===== DATA SHOWN
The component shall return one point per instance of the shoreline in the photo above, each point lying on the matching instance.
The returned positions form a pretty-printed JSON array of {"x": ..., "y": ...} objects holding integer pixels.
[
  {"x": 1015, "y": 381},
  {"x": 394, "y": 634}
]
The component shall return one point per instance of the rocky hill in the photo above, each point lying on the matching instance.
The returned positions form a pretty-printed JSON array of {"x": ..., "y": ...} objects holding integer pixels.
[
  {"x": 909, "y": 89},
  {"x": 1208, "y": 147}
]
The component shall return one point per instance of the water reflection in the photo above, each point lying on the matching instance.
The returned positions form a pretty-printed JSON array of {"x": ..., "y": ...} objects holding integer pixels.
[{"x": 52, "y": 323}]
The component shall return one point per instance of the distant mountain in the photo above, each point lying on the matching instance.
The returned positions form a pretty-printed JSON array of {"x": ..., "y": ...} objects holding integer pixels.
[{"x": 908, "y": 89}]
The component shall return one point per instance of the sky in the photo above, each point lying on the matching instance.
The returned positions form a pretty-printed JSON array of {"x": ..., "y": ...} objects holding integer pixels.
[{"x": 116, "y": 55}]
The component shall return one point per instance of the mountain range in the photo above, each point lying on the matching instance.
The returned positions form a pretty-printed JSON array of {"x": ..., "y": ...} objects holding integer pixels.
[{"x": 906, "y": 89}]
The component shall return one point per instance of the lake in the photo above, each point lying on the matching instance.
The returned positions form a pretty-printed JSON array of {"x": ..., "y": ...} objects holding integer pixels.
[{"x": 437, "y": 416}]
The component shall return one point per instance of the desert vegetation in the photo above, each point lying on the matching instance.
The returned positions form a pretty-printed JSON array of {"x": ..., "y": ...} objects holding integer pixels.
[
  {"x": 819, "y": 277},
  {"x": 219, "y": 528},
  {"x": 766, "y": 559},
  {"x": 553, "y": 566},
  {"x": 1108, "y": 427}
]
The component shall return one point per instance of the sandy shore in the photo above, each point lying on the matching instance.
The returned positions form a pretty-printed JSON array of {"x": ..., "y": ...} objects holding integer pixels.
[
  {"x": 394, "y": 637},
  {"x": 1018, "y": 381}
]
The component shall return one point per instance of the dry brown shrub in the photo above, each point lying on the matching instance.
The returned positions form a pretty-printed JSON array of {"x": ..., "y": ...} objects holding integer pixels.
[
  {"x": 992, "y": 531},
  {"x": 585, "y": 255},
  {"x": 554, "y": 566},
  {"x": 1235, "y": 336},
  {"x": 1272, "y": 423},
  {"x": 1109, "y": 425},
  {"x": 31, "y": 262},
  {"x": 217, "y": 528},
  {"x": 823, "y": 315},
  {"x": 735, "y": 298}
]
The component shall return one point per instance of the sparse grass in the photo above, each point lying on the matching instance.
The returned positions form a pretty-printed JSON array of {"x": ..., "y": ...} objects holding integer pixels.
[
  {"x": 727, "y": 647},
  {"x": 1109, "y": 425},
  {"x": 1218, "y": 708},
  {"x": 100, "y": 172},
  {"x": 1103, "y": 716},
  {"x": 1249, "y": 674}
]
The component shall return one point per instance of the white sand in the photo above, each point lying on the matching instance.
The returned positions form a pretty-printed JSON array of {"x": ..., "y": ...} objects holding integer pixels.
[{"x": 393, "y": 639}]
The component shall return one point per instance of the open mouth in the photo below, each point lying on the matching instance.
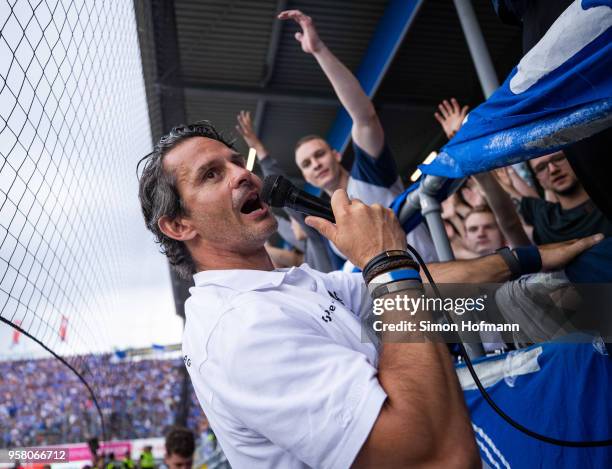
==========
(WORK TO COMPLETE) List every line in the entries above that contains the string "mountain". The match is case-sensitive.

(ANSWER TO THE PROBLEM)
The component shall return one point per instance of the distant mountain in the photo above, each point lying on the matching instance.
The component shall return one point per instance of the mountain range in the photo above, each point lying on the matching instance.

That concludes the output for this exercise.